Instructions:
(a) Using the alternative senior housing article, answer each question:
(i) Which kinds of alternative housing for seniors does it list?
(ii) Which advantages of living with a relative does it name?
(iii) What special features are related living homes designed with?
(b) Resume the alternative senior housing article after its final sentence, carrying it on in the same plain style.

Supplied text:
··········
Alternative Senior Housing Offers Safety and Companionship
Most seniors want to age-in-place for as long as possible. Many have lived in their own home for the majority of their adult lives. However, when staying in your home is no longer a choice, consider alternative housing. Alternative housing for seniors includes living with a relative, Co-Sharing, Assisted Living, a nursing home, and retirement and age-restricted communities. Read on to learn about alternative senior housing.
Living with a relative
Living with a relative has pros and cons. Sharing living space with a relative has challenges. This is especially true if you have lived independently throughout your adult life. However, living with a relative has many advantages for seniors including shared expenses, socialization, and safety and security.
Communication and setting boundaries are important for healthy relationships while living with relatives. Consider developing a communication plan before moving in with a relative. For example, plan how common spaces will be shared like the kitchen and bathroom. If you plan to buy a new home with your family, consider related living homes. Related living homes are designed with special features including separate entrances and finished living spaces on other floors.
··········
Extracted records:

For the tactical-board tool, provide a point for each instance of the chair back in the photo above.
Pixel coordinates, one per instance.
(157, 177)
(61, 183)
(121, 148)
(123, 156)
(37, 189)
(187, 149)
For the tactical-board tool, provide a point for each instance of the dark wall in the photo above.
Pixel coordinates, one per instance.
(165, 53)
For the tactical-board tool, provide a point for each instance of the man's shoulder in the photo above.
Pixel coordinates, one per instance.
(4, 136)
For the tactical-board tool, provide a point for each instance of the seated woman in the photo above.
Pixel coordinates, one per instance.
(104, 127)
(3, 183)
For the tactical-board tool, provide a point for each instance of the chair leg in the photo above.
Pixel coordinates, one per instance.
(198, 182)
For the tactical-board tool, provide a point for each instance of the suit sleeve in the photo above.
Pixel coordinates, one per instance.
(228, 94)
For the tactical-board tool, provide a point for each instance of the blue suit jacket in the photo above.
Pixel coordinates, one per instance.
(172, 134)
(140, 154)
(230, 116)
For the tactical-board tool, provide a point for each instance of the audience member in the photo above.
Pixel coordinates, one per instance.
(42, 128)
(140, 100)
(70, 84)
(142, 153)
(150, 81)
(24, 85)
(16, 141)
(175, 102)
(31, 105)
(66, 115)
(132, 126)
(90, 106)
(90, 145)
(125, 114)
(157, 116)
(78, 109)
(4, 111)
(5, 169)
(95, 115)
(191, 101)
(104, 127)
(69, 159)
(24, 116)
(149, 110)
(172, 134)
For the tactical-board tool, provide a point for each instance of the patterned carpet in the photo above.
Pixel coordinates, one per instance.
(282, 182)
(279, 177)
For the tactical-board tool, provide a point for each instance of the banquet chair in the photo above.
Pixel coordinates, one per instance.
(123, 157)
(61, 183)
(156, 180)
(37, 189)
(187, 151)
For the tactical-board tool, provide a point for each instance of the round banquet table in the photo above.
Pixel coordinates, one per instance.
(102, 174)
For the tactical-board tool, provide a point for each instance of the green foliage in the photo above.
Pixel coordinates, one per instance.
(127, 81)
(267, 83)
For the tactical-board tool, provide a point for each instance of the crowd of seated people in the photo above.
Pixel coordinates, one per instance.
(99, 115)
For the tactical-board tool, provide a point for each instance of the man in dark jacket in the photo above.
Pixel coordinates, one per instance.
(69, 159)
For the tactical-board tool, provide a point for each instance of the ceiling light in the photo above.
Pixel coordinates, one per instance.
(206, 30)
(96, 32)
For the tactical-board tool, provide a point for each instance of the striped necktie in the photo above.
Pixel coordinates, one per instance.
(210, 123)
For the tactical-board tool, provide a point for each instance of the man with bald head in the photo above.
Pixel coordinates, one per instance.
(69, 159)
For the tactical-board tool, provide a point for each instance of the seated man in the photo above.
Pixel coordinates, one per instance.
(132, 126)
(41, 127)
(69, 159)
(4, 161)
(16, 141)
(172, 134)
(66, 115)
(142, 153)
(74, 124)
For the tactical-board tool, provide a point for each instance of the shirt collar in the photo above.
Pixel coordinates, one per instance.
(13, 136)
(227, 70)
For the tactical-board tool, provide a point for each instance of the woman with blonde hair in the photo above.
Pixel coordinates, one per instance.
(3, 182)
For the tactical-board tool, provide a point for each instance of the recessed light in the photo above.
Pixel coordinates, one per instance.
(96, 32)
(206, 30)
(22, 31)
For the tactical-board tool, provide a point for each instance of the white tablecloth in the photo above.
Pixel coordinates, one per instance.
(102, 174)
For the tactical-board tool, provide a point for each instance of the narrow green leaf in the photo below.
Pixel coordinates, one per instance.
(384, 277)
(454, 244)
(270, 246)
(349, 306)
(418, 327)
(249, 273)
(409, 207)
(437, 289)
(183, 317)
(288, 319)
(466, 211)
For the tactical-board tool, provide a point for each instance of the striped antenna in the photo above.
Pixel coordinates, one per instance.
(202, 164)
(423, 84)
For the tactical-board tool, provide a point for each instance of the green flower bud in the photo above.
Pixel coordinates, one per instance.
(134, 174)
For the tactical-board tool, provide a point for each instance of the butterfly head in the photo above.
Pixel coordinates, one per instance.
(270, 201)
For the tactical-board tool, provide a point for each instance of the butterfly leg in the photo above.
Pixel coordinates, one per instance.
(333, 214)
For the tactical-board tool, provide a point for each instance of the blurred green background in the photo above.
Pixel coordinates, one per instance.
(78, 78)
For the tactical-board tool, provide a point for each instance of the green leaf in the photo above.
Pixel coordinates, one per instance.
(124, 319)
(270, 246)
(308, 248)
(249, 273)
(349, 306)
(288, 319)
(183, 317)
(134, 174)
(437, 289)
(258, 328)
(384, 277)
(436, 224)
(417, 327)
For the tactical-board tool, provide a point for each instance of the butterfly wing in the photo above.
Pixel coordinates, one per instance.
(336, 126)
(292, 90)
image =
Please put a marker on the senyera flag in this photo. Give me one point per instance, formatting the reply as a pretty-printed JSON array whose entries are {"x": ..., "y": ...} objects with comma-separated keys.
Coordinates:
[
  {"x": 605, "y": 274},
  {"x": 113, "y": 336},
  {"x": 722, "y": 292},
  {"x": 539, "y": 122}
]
··········
Responses:
(a)
(i) Living with a relative, Co-Sharing, Assisted Living, a nursing home, and retirement and age-restricted communities.
(ii) Shared expenses, socialization, and safety and security.
(iii) Separate entrances and finished living spaces on other floors.

(b)
Co-sharing a home involves two or more unrelated people living together. There are two ways to find others interested in co-sharing a home. One way is to advertise or ask friends to recommend a roommate. You can also check into a roommate referral service. Of course, you’ll want to thoroughly check out any unknown roommates through a background check and references. Another source you can use to find co-shared housing is the National Shared Housing Association. While there are no co-shared housing opportunities in Indiana, there are some listed in Illinois.
Assisted Living facilities are an alternative senior housing option that offers support services. These facilities are typically studio apartments but can also be single family homes. Many nursing homes have an Assisted Living section. Seniors in Assisted Living facilities are fairly independent, typically have a chronic illness, and may need minor help with medication and activities of daily living. Assisted Living facilities are designed to keep seniors independent and active for as long as possible. This alternative senior housing offers companionship, safety, and security. The costs vary and Medicare does not cover an Assisted Living facility. Medicaid and some insurance plans may cover Assisted Living.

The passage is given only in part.